■ **Esercizi**:
1) Nella pagina su William Blake, riscrivi in forma di elenco puntato il paragrafo che comincia con "William Blake, poeta, veggente". Mantieni i fatti principali.
2) Rispondi a queste domande sulla pagina su William Blake, una per riga:
(a) Come si chiamano le due parti del canzoniere di Blake?
(b) A quali poeti molti considerano Blake pari?
(c) Secondo Peppo Pontiggia, chi ne sa più dello scrittore?

■ **Pagina**:

******************************

Roberto Mussapi
Every beat of my heart

Il dono dell’infanzia

Chi parla è il puer, oltre e prima dell’Io, che come il passerotto di Catullo o il piccolo nascente Pinocchio pigola appena. Il puer di ognuno di noi a cui con magia William Blake, splendidamente, dà voce…

William Blake, poeta, veggente, scrive tra le sue opere importanti un canzoniere diviso in due parti, i Canti dell’innocenza e i Canti dell’esperienza. È un poeta sicuramente inconfondibile per visione sapienziale e capacità di espressione diretta, quasi arcaicamente infantile. È modello di William Butler Yeats, poeta di due secoli successivo, che lo supera abbondantemente.
Non ho mai capito davvero l’importanza di Blake, considerato da molti al pari di poeti come Coleridge o Keats, e non comprendevo, quando ai miei esordi alcuni critici rigorosi attribuirono alla sua poesia forte influenza sulla mia. Non lo compresi e non lo comprendo, ma mi guardo bene dall’irrigidirmi: come diceva Peppo Pontiggia, uno scrittore sa quel che scrive, ma il suo libro ne sa più di lui.
Insomma, può darsi che Blake, che avevo letto e stralettto, agisse in me più di quanto io mi rendessi conto. E ancora oggi, affrontandolo, da un lato mi sfugge la sua importanza, dall’altro mi cattura in lui qualcosa di magico. Forse quel dono dell’infanzia che in questa poesia splende.

******************************

■ **Dati forniti**:
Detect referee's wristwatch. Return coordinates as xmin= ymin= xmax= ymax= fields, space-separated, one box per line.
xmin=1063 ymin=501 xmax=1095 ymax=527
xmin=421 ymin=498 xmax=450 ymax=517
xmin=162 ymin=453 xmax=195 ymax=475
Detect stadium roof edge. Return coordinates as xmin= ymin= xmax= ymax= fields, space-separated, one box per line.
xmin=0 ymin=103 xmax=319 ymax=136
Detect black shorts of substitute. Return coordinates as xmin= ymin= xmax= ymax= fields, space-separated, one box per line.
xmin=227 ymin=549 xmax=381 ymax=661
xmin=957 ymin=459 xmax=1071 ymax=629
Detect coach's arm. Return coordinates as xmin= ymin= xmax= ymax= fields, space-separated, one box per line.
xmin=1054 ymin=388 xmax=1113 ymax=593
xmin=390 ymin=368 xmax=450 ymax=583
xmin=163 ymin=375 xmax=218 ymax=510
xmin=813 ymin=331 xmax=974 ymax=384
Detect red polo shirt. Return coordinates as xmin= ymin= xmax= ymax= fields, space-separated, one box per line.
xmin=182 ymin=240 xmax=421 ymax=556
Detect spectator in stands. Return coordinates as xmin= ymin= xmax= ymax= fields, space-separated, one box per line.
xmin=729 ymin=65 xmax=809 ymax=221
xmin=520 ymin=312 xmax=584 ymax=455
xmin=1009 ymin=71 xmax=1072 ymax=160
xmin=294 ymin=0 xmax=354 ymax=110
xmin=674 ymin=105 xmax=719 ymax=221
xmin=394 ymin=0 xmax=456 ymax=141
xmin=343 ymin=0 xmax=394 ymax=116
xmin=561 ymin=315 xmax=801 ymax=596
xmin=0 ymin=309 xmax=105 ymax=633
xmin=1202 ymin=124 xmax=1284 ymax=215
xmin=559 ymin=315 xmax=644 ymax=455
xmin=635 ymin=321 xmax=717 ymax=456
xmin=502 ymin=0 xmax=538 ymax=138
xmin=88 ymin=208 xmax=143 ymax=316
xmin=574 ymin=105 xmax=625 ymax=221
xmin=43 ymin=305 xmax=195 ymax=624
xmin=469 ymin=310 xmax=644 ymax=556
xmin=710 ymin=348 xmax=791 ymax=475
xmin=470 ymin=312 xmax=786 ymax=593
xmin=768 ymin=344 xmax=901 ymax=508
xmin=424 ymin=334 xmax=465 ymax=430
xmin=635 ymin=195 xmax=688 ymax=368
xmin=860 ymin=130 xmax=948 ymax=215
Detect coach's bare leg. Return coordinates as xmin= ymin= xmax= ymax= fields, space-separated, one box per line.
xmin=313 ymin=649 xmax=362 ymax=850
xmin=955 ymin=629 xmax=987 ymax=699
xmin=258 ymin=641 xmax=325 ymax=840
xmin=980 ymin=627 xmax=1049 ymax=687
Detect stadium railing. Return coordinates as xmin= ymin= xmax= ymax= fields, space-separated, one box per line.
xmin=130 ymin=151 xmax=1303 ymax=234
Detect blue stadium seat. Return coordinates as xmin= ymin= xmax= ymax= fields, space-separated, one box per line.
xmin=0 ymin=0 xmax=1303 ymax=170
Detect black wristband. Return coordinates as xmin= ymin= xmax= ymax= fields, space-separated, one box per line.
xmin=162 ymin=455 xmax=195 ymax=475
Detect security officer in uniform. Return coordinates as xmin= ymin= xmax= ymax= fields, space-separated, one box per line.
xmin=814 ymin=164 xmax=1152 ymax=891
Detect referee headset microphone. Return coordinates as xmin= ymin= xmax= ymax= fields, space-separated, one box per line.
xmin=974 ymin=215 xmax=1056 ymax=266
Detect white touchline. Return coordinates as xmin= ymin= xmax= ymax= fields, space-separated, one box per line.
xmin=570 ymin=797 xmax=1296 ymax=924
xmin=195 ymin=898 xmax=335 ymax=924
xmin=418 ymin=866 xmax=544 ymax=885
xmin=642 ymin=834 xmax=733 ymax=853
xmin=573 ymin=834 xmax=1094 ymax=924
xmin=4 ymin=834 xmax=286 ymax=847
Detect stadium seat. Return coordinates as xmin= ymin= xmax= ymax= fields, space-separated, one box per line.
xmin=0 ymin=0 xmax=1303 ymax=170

******************************

■ **Soluzioni**:
1)
- William Blake è poeta e veggente. Tra le sue opere importanti c'è un canzoniere in due parti: i Canti dell'innocenza e i Canti dell'esperienza.
- È un poeta inconfondibile per la visione sapienziale e per l'espressione diretta, quasi arcaicamente infantile.
- È stato il modello di William Butler Yeats, poeta di due secoli dopo, che lo supera abbondantemente.

2)
(a) I Canti dell'innocenza e i Canti dell'esperienza.
(b) A Coleridge e a Keats.
(c) Il suo libro.